**Dataset rows**
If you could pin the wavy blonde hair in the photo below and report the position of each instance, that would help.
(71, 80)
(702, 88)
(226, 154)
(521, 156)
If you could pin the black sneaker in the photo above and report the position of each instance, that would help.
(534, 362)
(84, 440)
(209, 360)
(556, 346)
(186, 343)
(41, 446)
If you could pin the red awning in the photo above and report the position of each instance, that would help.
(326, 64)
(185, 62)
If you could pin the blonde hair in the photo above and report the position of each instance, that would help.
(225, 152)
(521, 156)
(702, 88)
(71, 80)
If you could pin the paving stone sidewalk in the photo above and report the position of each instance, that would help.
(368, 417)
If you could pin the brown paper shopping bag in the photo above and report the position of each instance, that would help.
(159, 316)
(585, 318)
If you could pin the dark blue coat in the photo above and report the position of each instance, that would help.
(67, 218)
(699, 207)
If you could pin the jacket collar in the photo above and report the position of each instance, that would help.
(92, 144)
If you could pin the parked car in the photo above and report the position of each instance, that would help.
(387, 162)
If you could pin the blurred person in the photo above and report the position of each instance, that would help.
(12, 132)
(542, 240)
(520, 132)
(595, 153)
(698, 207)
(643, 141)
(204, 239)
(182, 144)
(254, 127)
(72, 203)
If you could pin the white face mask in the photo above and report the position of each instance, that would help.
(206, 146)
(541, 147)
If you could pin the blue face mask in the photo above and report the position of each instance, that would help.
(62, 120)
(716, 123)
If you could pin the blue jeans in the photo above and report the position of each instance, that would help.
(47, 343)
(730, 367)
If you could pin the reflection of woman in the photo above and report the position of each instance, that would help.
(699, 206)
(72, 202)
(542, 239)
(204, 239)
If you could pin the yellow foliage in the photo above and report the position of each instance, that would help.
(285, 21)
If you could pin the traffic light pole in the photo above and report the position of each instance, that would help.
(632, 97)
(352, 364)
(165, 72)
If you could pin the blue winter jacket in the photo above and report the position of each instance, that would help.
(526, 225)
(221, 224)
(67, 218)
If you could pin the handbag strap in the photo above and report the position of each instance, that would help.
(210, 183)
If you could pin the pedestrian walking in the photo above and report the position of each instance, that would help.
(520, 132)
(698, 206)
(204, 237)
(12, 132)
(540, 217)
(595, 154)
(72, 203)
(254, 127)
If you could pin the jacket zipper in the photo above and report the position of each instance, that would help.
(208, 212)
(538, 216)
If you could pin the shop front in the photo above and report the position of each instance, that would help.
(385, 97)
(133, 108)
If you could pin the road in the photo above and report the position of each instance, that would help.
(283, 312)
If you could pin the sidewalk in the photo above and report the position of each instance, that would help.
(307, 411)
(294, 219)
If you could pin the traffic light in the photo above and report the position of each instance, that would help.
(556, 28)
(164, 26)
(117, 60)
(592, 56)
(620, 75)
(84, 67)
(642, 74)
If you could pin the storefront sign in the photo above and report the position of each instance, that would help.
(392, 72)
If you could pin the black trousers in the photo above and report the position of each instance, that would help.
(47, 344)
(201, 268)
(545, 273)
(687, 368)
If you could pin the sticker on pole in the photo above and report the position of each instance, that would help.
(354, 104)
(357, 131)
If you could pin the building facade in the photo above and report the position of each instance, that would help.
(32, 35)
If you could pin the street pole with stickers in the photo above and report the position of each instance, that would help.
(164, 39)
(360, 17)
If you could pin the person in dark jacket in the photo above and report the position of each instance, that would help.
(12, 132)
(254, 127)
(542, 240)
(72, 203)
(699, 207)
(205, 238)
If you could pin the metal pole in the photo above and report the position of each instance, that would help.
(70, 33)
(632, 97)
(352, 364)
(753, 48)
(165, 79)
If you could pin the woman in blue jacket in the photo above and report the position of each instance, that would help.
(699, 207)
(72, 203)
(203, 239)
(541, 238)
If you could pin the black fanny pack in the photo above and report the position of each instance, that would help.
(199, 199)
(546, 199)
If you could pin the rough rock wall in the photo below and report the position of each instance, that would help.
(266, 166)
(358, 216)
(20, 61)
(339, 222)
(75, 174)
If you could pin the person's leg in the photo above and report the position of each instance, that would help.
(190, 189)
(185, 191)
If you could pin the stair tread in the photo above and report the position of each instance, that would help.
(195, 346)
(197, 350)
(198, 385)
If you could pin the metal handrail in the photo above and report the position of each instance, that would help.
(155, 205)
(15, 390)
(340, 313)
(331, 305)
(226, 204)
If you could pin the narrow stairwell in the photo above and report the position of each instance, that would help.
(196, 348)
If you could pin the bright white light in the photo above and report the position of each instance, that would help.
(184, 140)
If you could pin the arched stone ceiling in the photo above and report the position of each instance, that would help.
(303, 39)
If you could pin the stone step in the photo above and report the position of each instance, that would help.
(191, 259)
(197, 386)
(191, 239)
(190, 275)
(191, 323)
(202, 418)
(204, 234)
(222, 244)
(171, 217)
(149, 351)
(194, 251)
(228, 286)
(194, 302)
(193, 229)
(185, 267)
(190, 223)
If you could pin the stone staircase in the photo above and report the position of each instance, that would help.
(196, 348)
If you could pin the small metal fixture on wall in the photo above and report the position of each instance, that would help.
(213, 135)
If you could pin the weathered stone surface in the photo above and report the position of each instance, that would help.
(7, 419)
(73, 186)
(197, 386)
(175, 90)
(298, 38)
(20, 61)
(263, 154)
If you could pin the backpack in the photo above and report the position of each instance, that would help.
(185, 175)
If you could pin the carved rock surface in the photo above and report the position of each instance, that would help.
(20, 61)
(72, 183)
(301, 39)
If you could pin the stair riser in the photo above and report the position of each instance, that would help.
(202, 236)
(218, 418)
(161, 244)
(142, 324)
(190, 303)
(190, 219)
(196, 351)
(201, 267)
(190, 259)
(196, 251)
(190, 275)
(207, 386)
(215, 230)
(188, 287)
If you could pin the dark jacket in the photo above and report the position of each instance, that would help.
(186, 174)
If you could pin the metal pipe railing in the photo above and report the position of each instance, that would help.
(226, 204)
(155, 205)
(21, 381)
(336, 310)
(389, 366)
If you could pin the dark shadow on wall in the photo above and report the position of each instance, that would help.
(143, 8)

**Work to complete**
Faithfully copy every entry, leaving nothing out.

**Solution to this exercise**
If you could pin the wavy blonde hair in the photo below and report the position of each instance, that would help.
(71, 80)
(702, 88)
(226, 154)
(521, 156)
If you could pin the black sneaker in the photo above and report the position of each instance, that would help.
(534, 362)
(84, 440)
(209, 360)
(556, 346)
(186, 343)
(41, 446)
If you could pin the red awning in the photo above and report the position of each instance, that would help.
(326, 64)
(185, 62)
If you could pin the blonde hair in the photo above and report the position of each instance, that would help.
(225, 152)
(521, 156)
(702, 88)
(71, 80)
If you could pin the paving stone sidewalk in the photo above and report the position of each instance, that would help.
(368, 417)
If you could pin the brown paper shopping bag in the photo above and report the position of each instance, that would help.
(159, 316)
(585, 318)
If you could pin the dark blue coat in the photo above and report the position of each instance, that would help.
(67, 218)
(699, 207)
If you could pin the jacket collar in the photo above and report the position of each instance, that would help.
(92, 144)
If you could pin the parked car in the photo above and report the position of each instance, that would help.
(387, 162)
If you could pin the blurred person in the photo above and report the position of each instance, that would help.
(12, 132)
(542, 240)
(520, 132)
(595, 153)
(698, 207)
(643, 141)
(204, 239)
(182, 144)
(254, 127)
(72, 203)
If you could pin the white face mask in the photo above and report the position of each instance, that would help.
(206, 146)
(541, 147)
If you could pin the blue face mask in the photo above and report the position of each instance, that would help.
(62, 120)
(716, 123)
If you could pin the blue jeans in the photo above and report the position of each instance, that would help.
(47, 343)
(730, 367)
If you could pin the reflection of woman in the photo above and report the position of each instance, that would help.
(699, 206)
(72, 202)
(542, 239)
(204, 239)
If you could pin the yellow foliage in the photo above and report the position of each instance, that would help.
(285, 21)
If you could pin the traffic light pole in the photo above and report the position of each instance, that would help.
(632, 97)
(352, 364)
(165, 72)
If you could pin the blue winter jacket in the photo above and report the position of each instance, that would help.
(526, 225)
(221, 224)
(67, 218)
If you could pin the handbag strap in the photo above and report the position of each instance, that would help.
(210, 183)
If you could pin the pedestrian walking in the photo above and report the position of each instance, that would help.
(520, 132)
(698, 206)
(204, 237)
(12, 132)
(540, 217)
(595, 154)
(72, 203)
(254, 127)
If you could pin the jacket zipper in the photo above and report the position of each instance, that would help.
(208, 212)
(538, 216)
If you could pin the shop front in the photo above and report the position of each instance, that would help.
(385, 97)
(133, 108)
If you could pin the road in the photo above and report the position of each instance, that would help.
(283, 312)
If you could pin the sidewalk in the photo above and report the position of each instance, that would help.
(307, 411)
(294, 219)
If you could pin the traffic light in the photo above and report the position of each instance, that would help.
(556, 28)
(164, 26)
(117, 60)
(592, 56)
(620, 75)
(84, 67)
(642, 74)
If you could pin the storefront sign in the photo above and report the position of each instance, that would help.
(392, 72)
If you could pin the black trousers in the photo above and report the position of each instance, that would help.
(47, 344)
(201, 268)
(545, 273)
(687, 368)
If you could pin the sticker on pole in the photo above and report the position of each instance, that would help.
(354, 104)
(357, 131)
If you could pin the building facade in the photo above and report the position of each instance, that would help.
(32, 35)
If you could pin the street pole with stickers in the photo above and report the position of each instance, that would help.
(164, 39)
(360, 17)
If you could pin the person in dark jacket in the photo above and report the position of each instance, that would help.
(12, 132)
(254, 127)
(542, 240)
(72, 203)
(699, 207)
(205, 238)
If you could pin the metal pole in the photo above and report the position of each instance, that would help.
(70, 33)
(632, 97)
(352, 364)
(753, 48)
(165, 79)
If you could pin the woman in blue jacket in the photo above and report the position of each instance, that would help.
(699, 207)
(72, 203)
(203, 239)
(541, 238)
If you could pin the black fanny pack in the photo above and report the position of each instance, that would help.
(199, 199)
(546, 199)
If you could pin the rough rock wall in the photo below and report the position of each instance, that would help.
(266, 166)
(358, 216)
(20, 61)
(339, 222)
(75, 174)
If you could pin the person's leg in the photo above and report the position of each instance, that would help.
(190, 189)
(185, 191)
If you could pin the stair tread in the photo above and report the position of each instance, that would help.
(195, 346)
(197, 350)
(198, 385)
If you could pin the metal handrail in the photo above and report the position of each instance, that would help.
(155, 205)
(15, 390)
(340, 313)
(331, 305)
(226, 204)
If you could pin the narrow stairwell in the photo above and report the position of each instance, that would help.
(196, 348)
If you could pin the bright white light in the photo above and report the position of each instance, that would help.
(184, 140)
If you could pin the arched stone ceiling in the photo above and report the position of each instance, that would help.
(303, 39)
If you could pin the stone step in the photo above and report the position of each instance, that would help.
(191, 259)
(197, 386)
(191, 239)
(190, 275)
(191, 323)
(202, 418)
(204, 234)
(222, 244)
(171, 217)
(149, 351)
(194, 251)
(228, 286)
(194, 302)
(193, 229)
(185, 267)
(190, 223)
If you could pin the stone staircase in the photo above and report the position of each instance, that would help.
(196, 348)
If you could pin the small metal fixture on wall in the photo above and report the position of each instance, that would help.
(213, 135)
If you could pin the weathered stone surface in the photo above and report the position of each instance, that would help.
(7, 419)
(73, 186)
(197, 386)
(175, 90)
(298, 38)
(20, 61)
(263, 154)
If you could pin the backpack in the photo above and report the position of each instance, that would help.
(185, 175)
If you could pin the carved rock surface in the photo above and report the position of each instance, that would help.
(20, 61)
(72, 183)
(301, 39)
If you could pin the stair riser in the photo above and report the position of each instance, that would help.
(202, 236)
(218, 418)
(161, 244)
(142, 324)
(190, 303)
(190, 219)
(196, 351)
(201, 267)
(190, 259)
(196, 251)
(190, 275)
(207, 386)
(215, 230)
(188, 287)
If you could pin the dark jacket in the photo above and report the position of each instance, that would help.
(186, 174)
If you could pin the metal pipe railing in the photo above and report the position of each instance, that would help.
(226, 204)
(155, 205)
(21, 381)
(336, 310)
(389, 366)
If you could pin the dark shadow on wall in the photo above and report the position of each instance, that would help.
(143, 8)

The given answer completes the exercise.